**Estratto del testo**
----------
Il Sessantotto fu - tra caos e «ribellismo» - un tempo di fiducia, ma anche
di delusioni. Dal dissolversi negli Anni 70 del «clima utopico» ha inizio il declino morale e civile
del paese Italia: soprattutto per la «generazione bruciata» della contestazione e della pantera.
L’ennesima emergenza, e la risposta
consueta: «Sperimentare!
» Non serve osservare come
anche stavolta non è chiaro chi
"sperimenta", chi metterà assieme i
rapporti della sperimentazione, in
quale sede saranno letti a valutati, a chi
toccherà prendere le decisioni eventualmente
suggerite dagli esiti "sperimentali".
E la genericità e labilità dell’approccio
anticipa la costante distrazione,
e la certezza che "nuovi" esperimenti
si proporranno prima ancora
che il o i precedenti siano andati a
buon fine.
Non scopro nulla se, uomo di scuola,
ne concludo che in Italia la scuola è più
un’abitudine che una istituzione: la
politica non ha un’idea propositiva del
paese che è chiamata a governare, e
pare rivolgersi a dei maghi per il nostro
futuro, a fattucchiere per le piaghe del
presente. C’è in corso un attacco indiscriminato
ai consulenti dei ministeri:
chiudere tutti i rubinetti del tipo all’Università
e alla Pubblica Istruzione gioverebbe,
siatene certi, non solo al bilancio
statale; e sarebbe anche un
buon inizio per la fondazione di uno
Stato leggero.
Ho maturato da tempo la persuasione
che nel mezzo secolo scorso, di
riforme grandi o piccole se ne sono
annunciate a decine, ma solo qualcuno
è stata definita, avviata e mai attuata
compiutamente: ne lascio fuori le reiterate
riforme degli ordinamenti (magistratura,
scuola, finanze, sanità), gabellate
come riforme tout court, o più
cautamente come preliminari ad ogni
riforma dei settori interessati, assistite
da promesse di dimagrimento, da "aggiornamento
permanente" e dallo
spreco vergognoso degli "incentivi di
produttività" proposti come alternativi
alla ripugnante selezione meritocratica.
Non è il caso di far graduatorie in
materia di costi e di sprechi, e non so
quanto possa servire fare una graduatoria
dei ministri senza aver fatto una
storia dei rispettivi ministeri. Per la
scuola italiana dagli anni ’50 ad oggi,
due soli nomi paion galleggiare nel generale
naufragio - quello della Falcucci,
e quello di Tullio De Mauro (e forse
di Ruberti per l’Università a la ricerca):
ma anche per il loro tempo, lungo per
l’una e fin troppo breve per l’altro, può
dirsi di un "clima" della scuola italiana,
che non fosse depresso, opaco, segnato
da demotivazione. Le cure Berlinguer
e Moratti hanno solo mostrato lo
stadio terminale della patologia che si
esprimeva con quei termini.
Attribuendo a quel clima la spiegazione
della presente "emergenza", provo
a saggiarne le cause in vista non di
facili processi (e condanne) ma per
aiutare una riflessione interna che porti
aria nuova in ambiente asfittici. E’ il
motivo che da qualche anno pongo al
centro di un dialogo con docenti e con
giovani che hanno scelto e scelgono
più o meno esitanti quella professione.
----------
**Compiti assegnati**
1: Indica se ciascuna delle seguenti affermazioni concorda con il testo sulla scuola italiana, rispondendo sì o no e citando le parole del testo che lo stabiliscono.
(a) Chi scrive si definisce uomo di scuola.
(b) Secondo il testo, tutte le riforme annunciate nel mezzo secolo scorso sono state attuate compiutamente.
(c) Il testo ritiene opportuno stilare graduatorie dei costi e degli sprechi.
2: Riporta come elenco numerato le righe di tutti i record, tralasciando quelle vuote. Escludi le immagini dalla risposta.

**Righe**
----------
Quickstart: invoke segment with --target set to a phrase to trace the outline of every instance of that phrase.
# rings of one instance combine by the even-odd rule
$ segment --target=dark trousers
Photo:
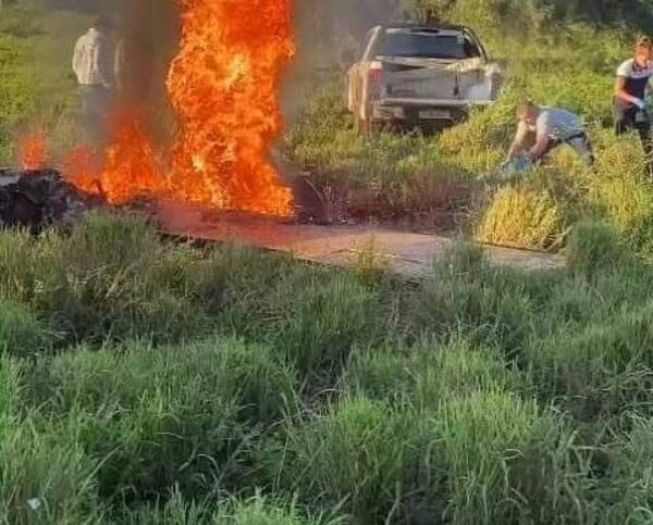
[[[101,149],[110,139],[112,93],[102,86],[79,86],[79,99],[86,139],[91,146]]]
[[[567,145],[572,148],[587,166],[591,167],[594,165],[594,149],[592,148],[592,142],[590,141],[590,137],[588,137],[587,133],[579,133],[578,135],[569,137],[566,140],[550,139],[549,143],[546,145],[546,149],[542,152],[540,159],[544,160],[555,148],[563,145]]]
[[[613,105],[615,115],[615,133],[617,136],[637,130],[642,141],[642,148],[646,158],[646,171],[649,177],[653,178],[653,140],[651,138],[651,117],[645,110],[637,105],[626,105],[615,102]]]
----------
**Risultati dei compiti**
1:
(a) Sì: "Non scopro nulla se, uomo di scuola,"
(b) No: "ma solo qualcuno è stata definita, avviata e mai attuata compiutamente"
(c) No: "Non è il caso di far graduatorie in materia di costi e di sprechi"

2:
1. Quickstart: invoke segment with --target set to a phrase to trace the outline of every instance of that phrase.
2. # rings of one instance combine by the even-odd rule
3. $ segment --target=dark trousers
4. Photo:
5. [[[101,149],[110,139],[112,93],[102,86],[79,86],[79,99],[86,139],[91,146]]]
6. [[[567,145],[572,148],[587,166],[591,167],[594,165],[594,149],[592,148],[592,142],[590,141],[590,137],[588,137],[587,133],[579,133],[578,135],[569,137],[566,140],[550,139],[549,143],[546,145],[546,149],[542,152],[540,159],[544,160],[555,148],[563,145]]]
7. [[[613,105],[615,115],[615,133],[617,136],[637,130],[642,141],[642,148],[646,158],[646,171],[649,177],[653,178],[653,140],[651,138],[651,117],[645,110],[637,105],[626,105],[615,102]]]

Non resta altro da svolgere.